TEXT SEGMENT
Aside from being thematically careless, this book was just poorly written on a sentence-by-sentence level. Inexplicably, most scenes are recounted in the pluperfect tense:
“Earlier that morning she’d knotted her unruly hair into a thick plait[…]”
“Rose had gazed at the delightful picture they all made, touching her own blazer with a tinge of shame.”
“She’d stopped by Anthony’s office on Friday to see if he wanted to go for a walk together over the weekend.”
Why? Why are we being narrated scenes that already happened rather than just… being shown those scenes? The whole thing takes on a very tell-don’t-show style, which I believe can work in certain circumstances, but this ain’t it. Also, the details in this book are all in the wrong places. It’s set at a boarding school, and the school itself is barely described — we are usually up to date on the state of Rose’s hair, though. I also think it should be a cardinal sin for a book to start with a journey (in this case: Rose on the train to Caldonbrae), end the chapter when they arrive, and start the following chapter the next morning. We don’t see Rose settling into her flat, we don’t see her walking around the school, we don’t see any of it. The exposition is just terrible. Characters are also introduced at such a lightning speed that I couldn’t keep track of who anyone was and I had no sense of how many students or teachers were at this school.

SUPPLIED MATERIAL
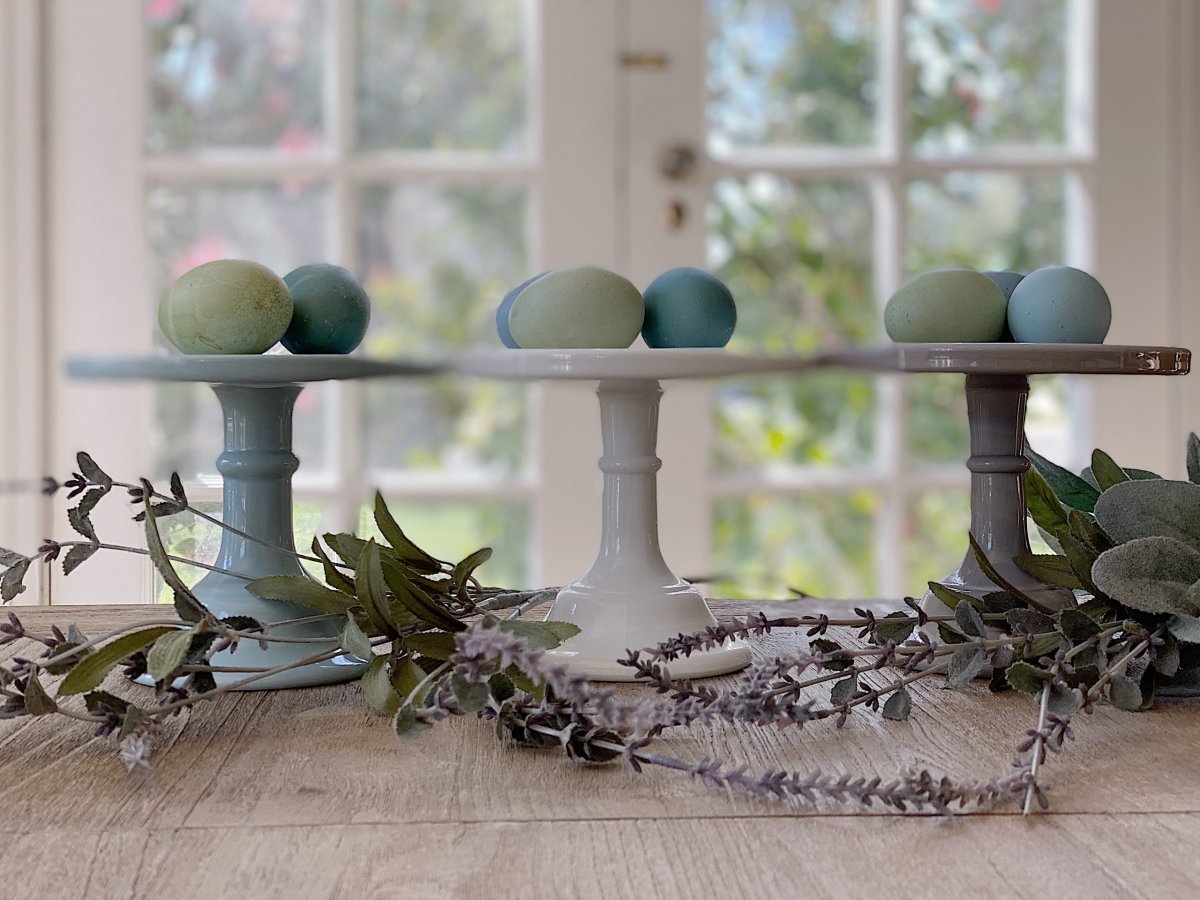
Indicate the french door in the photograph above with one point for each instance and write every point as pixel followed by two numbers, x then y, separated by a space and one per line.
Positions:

AIM
The book review above quotes three sentences to show its pluperfect complaint. List the pluperfect verb form from each quotation.

COMPLETED EXERCISE
- she'd knotted
- had gazed
- She'd stopped